§ Request:
From the article below about filming a Ramadan soap opera, pull out the stretch from "It’s the last" through "cousin, Kharashi Gindeya." word for word.

START Quoted text

It’s the last day of shooting for “Arafa al-Bahr,” a Ramadan soap opera that began the night before Ramadan and will continue until the last day. Like the 72 other shows this year, the plot and storyline have to stretch over the next 30 days, entertaining viewers nightly and pulling in the show’s cost in advertising for the channel.
The show is a social drama about the lives of the fishermen in Ezbet el-Sayadin in Alexandria. The story revolves around fisherman Arafa Gindeya, his family and his rivalry with his cousin, Kharashi Gindeya.
For actress Yara Goubran, who plays Samira in the show, today marks the end of about six months of intermittent shooting, preparing, hair blow-drying, costume donning and just plain late nights and hours spent in the actors’ “caravans” — camper vans that park near filming sights to provide changing rooms, bathrooms, a place to sit down and, in this heat, a chance for a little AC.
On this day, Goubran is expected on site at the relatively relaxed time of noon, although that isn’t always the case.
“Sometimes we start at 5 am to avoid the heat, get the right light or make it through the shoot before the end of the day,” says Goubran. There are nights when she remains on-site until 3 or 4 am.
I meet Goubran at the gates of Egypt Media Production City in 6th of October, and we drive to “Garden City” — a set of buildings meant to replicate the architecture and monuments of the classy Cairo suburb. It’s the day of shooting the scenes that take place in the courthouse.
“We shoot according to location,” says Goubran, “so often we shoot scenes that are not necessarily in sequential order because, for example, there will be a scene at the beginning of the TV show in a courthouse and then another couple of scenes in a courthouse at the end. It’s likely we shoot those scenes in the same day.”
This is why Goubran, like many actors and actresses, has an assistant.
“Yasmine helps me by taking care of my bags, helping me stay on schedule and keeping pace with my raccord, keeping me ‘mitraqwara.’”
Raccord, a French word meaning connection, has been absorbed into Arabic cinema lingo to mean properly continuing from shoot to shoot in a scene or for a day in the story.
Raccord is a complicated process, the responsibility of which falls on the assistant director in charge of costumes — for “Arafa al-Bahr,” that’s Noha Fadl. Fadl alerts Goubran of the things she needs to bring with her to a shoot to keep up the continuity but when scenes from different days are happening back to back, an assistant will follow up and make sure hair, makeup, clothes and accessories are ready for the next scene. Other things to remember can be hair styles, wedding rings, makeup, etc.
Extras lounge on the grass in front of the buildings, waiting for the scene to be set and their presence to be requested. When you arrive at a location, hair and makeup come first. The “Garden City” house we are in provides rooms for changing, makeup and hair.
Goubran sets up in front of a mirror, and the show’s makeup artist, Magdy Imam, begins by coating her face in a foundation that helps the makeup set in the heat and under hot lights while shooting. Maged, the hair dresser’s assistant, is next, blow-drying her hair straight and then Hassan Gad curls and sets it, spraying a little hairspray to keep it from getting messed up.
The heat penetrates the makeup room despite a good breeze through the balcony, and all the other actresses have migrated to the caravans. Goubran and I join suit with Yasmine in tow, ready to pull out the abaya, a body covering, that Goubran needs to wear for the first scenes being shot in the courthouse.

END Quoted text
START Records

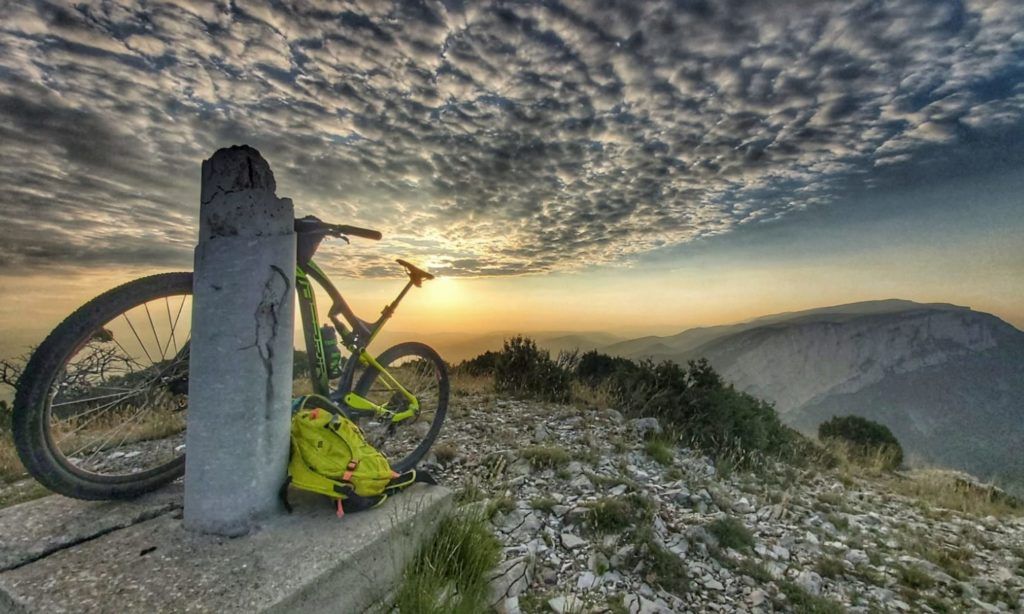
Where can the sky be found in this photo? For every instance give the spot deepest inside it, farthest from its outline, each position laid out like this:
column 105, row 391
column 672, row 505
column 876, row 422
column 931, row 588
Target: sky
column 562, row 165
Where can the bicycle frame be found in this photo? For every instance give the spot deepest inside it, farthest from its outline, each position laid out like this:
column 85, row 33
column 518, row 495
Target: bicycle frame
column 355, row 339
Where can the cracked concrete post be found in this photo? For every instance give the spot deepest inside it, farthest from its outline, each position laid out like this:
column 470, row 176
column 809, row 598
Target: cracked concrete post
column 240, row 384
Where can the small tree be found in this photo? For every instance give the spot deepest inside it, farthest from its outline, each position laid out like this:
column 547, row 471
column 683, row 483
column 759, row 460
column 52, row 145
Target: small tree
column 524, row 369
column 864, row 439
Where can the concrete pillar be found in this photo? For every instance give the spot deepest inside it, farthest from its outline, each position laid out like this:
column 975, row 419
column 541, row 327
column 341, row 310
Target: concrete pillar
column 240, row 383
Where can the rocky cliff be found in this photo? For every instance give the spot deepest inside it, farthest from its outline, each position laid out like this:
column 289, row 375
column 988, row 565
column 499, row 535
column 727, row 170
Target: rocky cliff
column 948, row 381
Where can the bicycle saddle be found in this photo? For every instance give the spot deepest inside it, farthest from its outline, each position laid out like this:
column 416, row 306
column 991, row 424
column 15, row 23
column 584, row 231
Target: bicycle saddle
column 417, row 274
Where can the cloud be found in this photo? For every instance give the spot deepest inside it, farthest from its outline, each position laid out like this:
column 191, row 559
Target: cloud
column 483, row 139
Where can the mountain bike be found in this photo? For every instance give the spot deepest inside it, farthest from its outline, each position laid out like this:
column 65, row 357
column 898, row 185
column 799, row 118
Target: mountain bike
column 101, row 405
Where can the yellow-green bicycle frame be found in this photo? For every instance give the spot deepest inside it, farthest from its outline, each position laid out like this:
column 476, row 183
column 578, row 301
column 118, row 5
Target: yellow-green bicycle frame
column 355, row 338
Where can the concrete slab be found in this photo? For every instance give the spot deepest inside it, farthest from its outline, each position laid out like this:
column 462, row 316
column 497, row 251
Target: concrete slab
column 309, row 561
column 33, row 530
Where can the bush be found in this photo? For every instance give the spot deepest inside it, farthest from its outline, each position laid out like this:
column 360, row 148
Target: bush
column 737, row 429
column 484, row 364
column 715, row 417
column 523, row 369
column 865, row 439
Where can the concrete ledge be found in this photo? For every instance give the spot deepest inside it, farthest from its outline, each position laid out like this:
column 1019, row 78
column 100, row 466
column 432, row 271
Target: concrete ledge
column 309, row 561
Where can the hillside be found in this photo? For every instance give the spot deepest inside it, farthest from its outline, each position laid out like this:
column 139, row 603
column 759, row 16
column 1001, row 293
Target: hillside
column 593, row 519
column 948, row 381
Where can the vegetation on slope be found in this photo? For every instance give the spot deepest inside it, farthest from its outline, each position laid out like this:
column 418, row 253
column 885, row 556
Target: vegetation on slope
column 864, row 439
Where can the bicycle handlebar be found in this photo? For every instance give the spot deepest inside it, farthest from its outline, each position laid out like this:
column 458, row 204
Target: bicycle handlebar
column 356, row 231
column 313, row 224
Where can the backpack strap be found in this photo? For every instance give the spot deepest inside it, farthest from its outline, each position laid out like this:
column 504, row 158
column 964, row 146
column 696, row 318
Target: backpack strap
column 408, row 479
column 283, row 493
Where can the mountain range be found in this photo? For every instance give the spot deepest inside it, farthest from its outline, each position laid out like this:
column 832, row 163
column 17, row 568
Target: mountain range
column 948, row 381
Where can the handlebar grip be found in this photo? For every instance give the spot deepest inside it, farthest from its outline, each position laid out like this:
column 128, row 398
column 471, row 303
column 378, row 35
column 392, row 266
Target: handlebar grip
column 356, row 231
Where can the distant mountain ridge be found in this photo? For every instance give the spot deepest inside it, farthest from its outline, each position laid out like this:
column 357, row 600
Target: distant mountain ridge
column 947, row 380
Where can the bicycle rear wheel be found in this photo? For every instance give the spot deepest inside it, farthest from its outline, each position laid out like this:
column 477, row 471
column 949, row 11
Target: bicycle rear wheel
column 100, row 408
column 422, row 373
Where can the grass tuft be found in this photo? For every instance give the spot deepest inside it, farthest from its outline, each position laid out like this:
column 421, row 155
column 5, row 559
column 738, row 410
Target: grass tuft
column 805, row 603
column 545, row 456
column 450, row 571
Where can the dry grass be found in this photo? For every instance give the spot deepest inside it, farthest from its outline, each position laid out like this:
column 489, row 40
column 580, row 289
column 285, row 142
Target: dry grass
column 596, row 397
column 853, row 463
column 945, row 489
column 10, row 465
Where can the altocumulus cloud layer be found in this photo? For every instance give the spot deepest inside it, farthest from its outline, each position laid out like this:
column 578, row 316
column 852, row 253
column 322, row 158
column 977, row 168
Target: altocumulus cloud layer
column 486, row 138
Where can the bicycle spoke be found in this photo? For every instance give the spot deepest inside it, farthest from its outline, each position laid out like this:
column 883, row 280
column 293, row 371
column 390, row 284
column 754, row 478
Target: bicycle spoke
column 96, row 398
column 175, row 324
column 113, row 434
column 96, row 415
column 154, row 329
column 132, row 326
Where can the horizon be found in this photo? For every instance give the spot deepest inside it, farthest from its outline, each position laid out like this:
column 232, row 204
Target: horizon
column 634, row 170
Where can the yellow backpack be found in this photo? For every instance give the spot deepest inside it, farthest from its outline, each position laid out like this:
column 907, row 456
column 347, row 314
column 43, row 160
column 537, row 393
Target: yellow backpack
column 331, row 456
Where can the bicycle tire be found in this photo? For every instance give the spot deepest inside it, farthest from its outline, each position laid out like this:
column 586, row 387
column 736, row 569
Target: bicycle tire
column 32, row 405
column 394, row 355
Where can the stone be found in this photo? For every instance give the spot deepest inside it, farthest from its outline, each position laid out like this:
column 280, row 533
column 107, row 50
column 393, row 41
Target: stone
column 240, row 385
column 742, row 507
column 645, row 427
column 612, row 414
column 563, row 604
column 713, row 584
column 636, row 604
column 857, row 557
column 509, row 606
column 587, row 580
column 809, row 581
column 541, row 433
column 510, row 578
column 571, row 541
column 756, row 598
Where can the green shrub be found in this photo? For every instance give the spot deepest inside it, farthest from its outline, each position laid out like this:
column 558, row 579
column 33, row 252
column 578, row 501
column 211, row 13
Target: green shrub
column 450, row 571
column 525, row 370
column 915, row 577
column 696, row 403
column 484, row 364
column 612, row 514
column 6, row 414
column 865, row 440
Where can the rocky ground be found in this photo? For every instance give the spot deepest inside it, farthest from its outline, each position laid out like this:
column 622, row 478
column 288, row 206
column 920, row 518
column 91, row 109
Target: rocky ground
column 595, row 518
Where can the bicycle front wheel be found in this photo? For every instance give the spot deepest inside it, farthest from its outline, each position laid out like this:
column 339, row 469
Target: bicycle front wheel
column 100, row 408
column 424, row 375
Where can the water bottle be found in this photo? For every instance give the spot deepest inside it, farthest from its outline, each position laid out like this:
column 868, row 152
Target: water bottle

END Records

§ Exercise solution:
It’s the last day of shooting for “Arafa al-Bahr,” a Ramadan soap opera that began the night before Ramadan and will continue until the last day. Like the 72 other shows this year, the plot and storyline have to stretch over the next 30 days, entertaining viewers nightly and pulling in the show’s cost in advertising for the channel.
The show is a social drama about the lives of the fishermen in Ezbet el-Sayadin in Alexandria. The story revolves around fisherman Arafa Gindeya, his family and his rivalry with his cousin, Kharashi Gindeya.